::: Data :::
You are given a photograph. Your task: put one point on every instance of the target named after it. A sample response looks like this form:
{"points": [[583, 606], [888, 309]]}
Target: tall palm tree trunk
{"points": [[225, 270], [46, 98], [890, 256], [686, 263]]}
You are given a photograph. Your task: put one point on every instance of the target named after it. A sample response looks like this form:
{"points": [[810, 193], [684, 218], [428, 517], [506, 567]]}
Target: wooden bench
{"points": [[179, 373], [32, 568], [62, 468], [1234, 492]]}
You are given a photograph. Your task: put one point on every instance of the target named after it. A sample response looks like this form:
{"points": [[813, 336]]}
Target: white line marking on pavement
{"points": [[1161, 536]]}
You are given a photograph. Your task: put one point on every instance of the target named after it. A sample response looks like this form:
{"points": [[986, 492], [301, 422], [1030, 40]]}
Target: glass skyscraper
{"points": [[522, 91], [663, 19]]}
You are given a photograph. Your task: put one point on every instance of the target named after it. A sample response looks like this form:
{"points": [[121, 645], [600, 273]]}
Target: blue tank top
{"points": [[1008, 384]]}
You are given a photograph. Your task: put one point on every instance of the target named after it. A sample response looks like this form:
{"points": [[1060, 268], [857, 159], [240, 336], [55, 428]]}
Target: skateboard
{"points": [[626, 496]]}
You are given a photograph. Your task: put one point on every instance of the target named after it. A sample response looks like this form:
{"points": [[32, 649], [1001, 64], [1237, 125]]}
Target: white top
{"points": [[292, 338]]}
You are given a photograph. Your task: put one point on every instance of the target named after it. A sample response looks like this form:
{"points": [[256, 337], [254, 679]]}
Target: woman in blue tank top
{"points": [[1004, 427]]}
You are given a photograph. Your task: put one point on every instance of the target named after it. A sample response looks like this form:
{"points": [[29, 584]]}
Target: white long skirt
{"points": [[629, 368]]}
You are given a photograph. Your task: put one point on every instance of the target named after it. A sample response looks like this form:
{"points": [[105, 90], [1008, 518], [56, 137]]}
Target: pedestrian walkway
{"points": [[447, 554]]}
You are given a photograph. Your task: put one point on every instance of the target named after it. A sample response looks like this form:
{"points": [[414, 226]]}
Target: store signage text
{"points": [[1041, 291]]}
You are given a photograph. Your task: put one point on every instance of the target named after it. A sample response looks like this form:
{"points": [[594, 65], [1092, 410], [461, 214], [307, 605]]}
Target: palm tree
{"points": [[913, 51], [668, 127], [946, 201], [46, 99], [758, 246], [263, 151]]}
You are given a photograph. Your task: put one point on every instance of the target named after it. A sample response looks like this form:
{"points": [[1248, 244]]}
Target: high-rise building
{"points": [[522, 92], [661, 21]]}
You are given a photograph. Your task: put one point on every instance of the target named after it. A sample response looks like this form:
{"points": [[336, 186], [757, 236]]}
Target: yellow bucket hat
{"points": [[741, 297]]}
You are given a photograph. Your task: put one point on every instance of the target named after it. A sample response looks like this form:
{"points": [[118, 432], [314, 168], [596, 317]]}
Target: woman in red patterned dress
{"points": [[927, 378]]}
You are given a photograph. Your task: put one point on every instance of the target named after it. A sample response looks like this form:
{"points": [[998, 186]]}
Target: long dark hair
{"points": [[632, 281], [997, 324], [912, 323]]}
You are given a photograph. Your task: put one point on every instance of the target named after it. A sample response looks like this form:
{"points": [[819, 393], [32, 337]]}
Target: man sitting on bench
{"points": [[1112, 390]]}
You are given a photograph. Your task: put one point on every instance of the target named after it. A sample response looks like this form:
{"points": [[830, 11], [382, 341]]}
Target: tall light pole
:::
(Exercise aim)
Please set down all the data word for word.

(Exercise output)
You are given a photograph. Your task: put one point on every instance of the target named after it. A sample response looks like this form:
{"points": [[583, 606], [888, 309]]}
Target: tall palm tree trunk
{"points": [[225, 270], [46, 98], [890, 256], [686, 263]]}
You are given a photograph. Your task: put one point on every instance of the target named after it. A sample response looks like this form:
{"points": [[810, 193], [684, 218], [428, 517], [506, 567]]}
Target: wooden bench
{"points": [[179, 373], [32, 568], [62, 468], [1234, 492]]}
You are given a photograph. Your task: put one point on every instance of the target named after it. A sample response looks like this form:
{"points": [[813, 336]]}
Target: white line marking on pavement
{"points": [[1161, 536]]}
You are given a photograph. Your task: put one point on every instance of the target named after it. A sample response looks like this form:
{"points": [[986, 492], [301, 422], [1030, 40]]}
Target: glass skyscraper
{"points": [[522, 91], [663, 19]]}
You are given a photograph. Your task: put one point on every instance of the target named after it. A sample response looks like this form:
{"points": [[121, 645], [600, 273]]}
Target: blue tank top
{"points": [[1008, 384]]}
You are given a photograph. Your task: put one point on every instance of the target named after it. A sample response looks like this form:
{"points": [[1060, 268], [857, 159], [240, 336], [55, 428]]}
Target: skateboard
{"points": [[626, 496]]}
You are given a photograph. Your task: put one point on every instance of the target named after it. A sample response looks like this form:
{"points": [[32, 649], [1001, 64], [1237, 125]]}
Target: white top
{"points": [[292, 338]]}
You are given a photograph. Your task: put one point on every instance of the target named after it. A sample response looks like this form:
{"points": [[256, 337], [254, 679]]}
Target: woman in blue tank top
{"points": [[1004, 427]]}
You are given a photograph. Your task: put one point on every instance of the target named after it. A sample response looks like this form:
{"points": [[29, 584]]}
Target: white long skirt
{"points": [[629, 368]]}
You are given a photograph. Your task: put one point on every instance of the target named after it. A sample response looks like this form:
{"points": [[105, 90], [1008, 518], [56, 137]]}
Target: pedestrian walkway
{"points": [[447, 554]]}
You are given a photograph. Your task: put one point on every instance of the target named after it. A sample response looks like this form:
{"points": [[414, 226]]}
Target: store signage text
{"points": [[1041, 291]]}
You are given a photograph. Your task: put one point on every instance of the target named after it. A sample response looks like this form:
{"points": [[594, 65], [1092, 410], [461, 214], [307, 605]]}
Target: palm tree
{"points": [[913, 51], [668, 127], [946, 201], [46, 99], [758, 246], [263, 151]]}
You are given a photograph. Your task: put one point on every instance of the target named after it. A sample response looks like this form:
{"points": [[1248, 244]]}
Target: high-rise building
{"points": [[522, 92], [661, 21]]}
You are given a photograph. Your task: put one point on every instance of the target named after it. A sample response looks like this form:
{"points": [[336, 186], [757, 236]]}
Target: yellow bucket hat
{"points": [[741, 297]]}
You are given a photograph. Your task: put one point on every instance of the target named after it. A sample response looks like this form:
{"points": [[118, 432], [314, 168], [596, 317]]}
Target: woman in red patterned dress
{"points": [[927, 378]]}
You are given a photograph. Your task: put one point on every instance of the target named after it. A sample response looks like this form:
{"points": [[998, 186]]}
Target: long dark hair
{"points": [[632, 281], [997, 324], [912, 323]]}
You are given a photograph. Your task: put one point on every instance of the target named after it. A sample response looks like this form:
{"points": [[819, 393], [32, 337]]}
Target: man sitting on bench
{"points": [[1112, 390]]}
You are given a photograph. Your task: put one point on every instance of the target named after it. A sample response looks like this form:
{"points": [[830, 11], [382, 341]]}
Target: tall light pole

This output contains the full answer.